> DATA RECORDS:
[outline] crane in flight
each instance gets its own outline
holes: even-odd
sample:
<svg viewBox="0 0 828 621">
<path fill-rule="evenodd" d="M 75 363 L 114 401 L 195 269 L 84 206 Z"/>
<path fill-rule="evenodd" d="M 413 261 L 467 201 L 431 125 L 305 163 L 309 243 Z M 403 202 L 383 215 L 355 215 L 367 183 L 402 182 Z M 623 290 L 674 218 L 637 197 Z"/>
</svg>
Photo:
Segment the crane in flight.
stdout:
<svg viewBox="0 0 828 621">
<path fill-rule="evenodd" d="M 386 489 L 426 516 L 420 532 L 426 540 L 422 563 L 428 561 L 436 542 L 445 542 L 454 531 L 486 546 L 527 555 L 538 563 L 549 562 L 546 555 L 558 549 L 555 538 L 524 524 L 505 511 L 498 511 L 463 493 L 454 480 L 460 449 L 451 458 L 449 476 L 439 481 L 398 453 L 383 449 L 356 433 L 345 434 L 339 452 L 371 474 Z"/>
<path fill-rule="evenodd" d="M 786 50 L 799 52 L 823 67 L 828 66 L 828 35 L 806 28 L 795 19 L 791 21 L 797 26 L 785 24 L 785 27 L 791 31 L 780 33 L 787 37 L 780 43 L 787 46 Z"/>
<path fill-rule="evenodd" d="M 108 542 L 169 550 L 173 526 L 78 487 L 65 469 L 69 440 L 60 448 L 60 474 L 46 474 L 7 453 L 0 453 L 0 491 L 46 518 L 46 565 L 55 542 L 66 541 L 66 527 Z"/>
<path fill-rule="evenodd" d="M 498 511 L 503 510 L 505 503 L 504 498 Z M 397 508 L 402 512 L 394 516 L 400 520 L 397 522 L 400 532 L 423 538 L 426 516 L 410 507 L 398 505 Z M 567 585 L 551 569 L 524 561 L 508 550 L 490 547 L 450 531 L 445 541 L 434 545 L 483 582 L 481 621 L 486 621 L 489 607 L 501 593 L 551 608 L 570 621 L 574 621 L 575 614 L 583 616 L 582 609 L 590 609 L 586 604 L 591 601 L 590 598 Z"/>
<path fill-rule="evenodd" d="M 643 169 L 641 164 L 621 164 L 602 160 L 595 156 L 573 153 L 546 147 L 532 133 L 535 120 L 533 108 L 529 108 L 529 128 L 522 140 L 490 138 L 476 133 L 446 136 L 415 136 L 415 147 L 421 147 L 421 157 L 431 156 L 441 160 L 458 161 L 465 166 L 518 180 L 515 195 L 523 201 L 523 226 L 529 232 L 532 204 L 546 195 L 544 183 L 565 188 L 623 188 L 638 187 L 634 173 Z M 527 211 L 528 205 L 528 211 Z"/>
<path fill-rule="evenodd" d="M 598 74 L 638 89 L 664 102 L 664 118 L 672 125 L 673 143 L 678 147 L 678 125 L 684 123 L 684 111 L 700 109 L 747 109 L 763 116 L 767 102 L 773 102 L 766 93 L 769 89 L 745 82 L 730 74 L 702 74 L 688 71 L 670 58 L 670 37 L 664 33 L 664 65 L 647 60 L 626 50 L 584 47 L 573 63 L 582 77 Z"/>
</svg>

> GIVEN PROBLEM: Substitute "heron in flight" for "crane in flight" in the part of the entries that opens at their start and closes with the line containing "498 511 L 503", and change nothing else.

> SOLUTION:
[outline] heron in flight
each instance gets its own outline
holes: even-odd
sample:
<svg viewBox="0 0 828 621">
<path fill-rule="evenodd" d="M 75 363 L 114 401 L 195 269 L 84 206 Z"/>
<path fill-rule="evenodd" d="M 413 261 L 467 201 L 431 125 L 305 163 L 309 243 Z M 403 202 L 383 215 L 355 215 L 367 183 L 402 182 Z M 623 290 L 674 218 L 637 197 Z"/>
</svg>
Photo:
Segment the heron in flight.
stdout:
<svg viewBox="0 0 828 621">
<path fill-rule="evenodd" d="M 386 489 L 426 516 L 420 532 L 426 540 L 422 563 L 428 561 L 436 542 L 445 542 L 454 531 L 486 546 L 527 555 L 538 563 L 549 562 L 546 555 L 558 549 L 555 538 L 524 524 L 505 511 L 498 511 L 463 493 L 454 480 L 460 449 L 451 458 L 449 476 L 439 481 L 398 453 L 383 449 L 356 433 L 345 434 L 339 452 L 371 474 Z"/>
<path fill-rule="evenodd" d="M 786 50 L 799 52 L 823 67 L 828 66 L 828 35 L 806 28 L 795 19 L 791 21 L 797 26 L 785 24 L 785 27 L 791 31 L 780 33 L 787 37 L 780 43 L 787 46 Z"/>
<path fill-rule="evenodd" d="M 108 542 L 169 550 L 173 526 L 78 487 L 65 469 L 69 440 L 60 448 L 60 474 L 46 474 L 7 453 L 0 453 L 0 491 L 46 518 L 46 565 L 55 542 L 66 541 L 66 527 Z"/>
<path fill-rule="evenodd" d="M 498 511 L 503 510 L 505 503 L 504 498 Z M 397 508 L 402 512 L 394 516 L 400 520 L 397 522 L 400 532 L 423 538 L 426 516 L 410 507 L 398 505 Z M 567 585 L 551 569 L 524 561 L 508 550 L 490 547 L 450 531 L 445 541 L 434 545 L 483 582 L 481 621 L 486 621 L 489 607 L 501 593 L 551 608 L 570 621 L 574 621 L 575 614 L 583 616 L 582 609 L 590 609 L 586 604 L 591 601 L 590 598 Z"/>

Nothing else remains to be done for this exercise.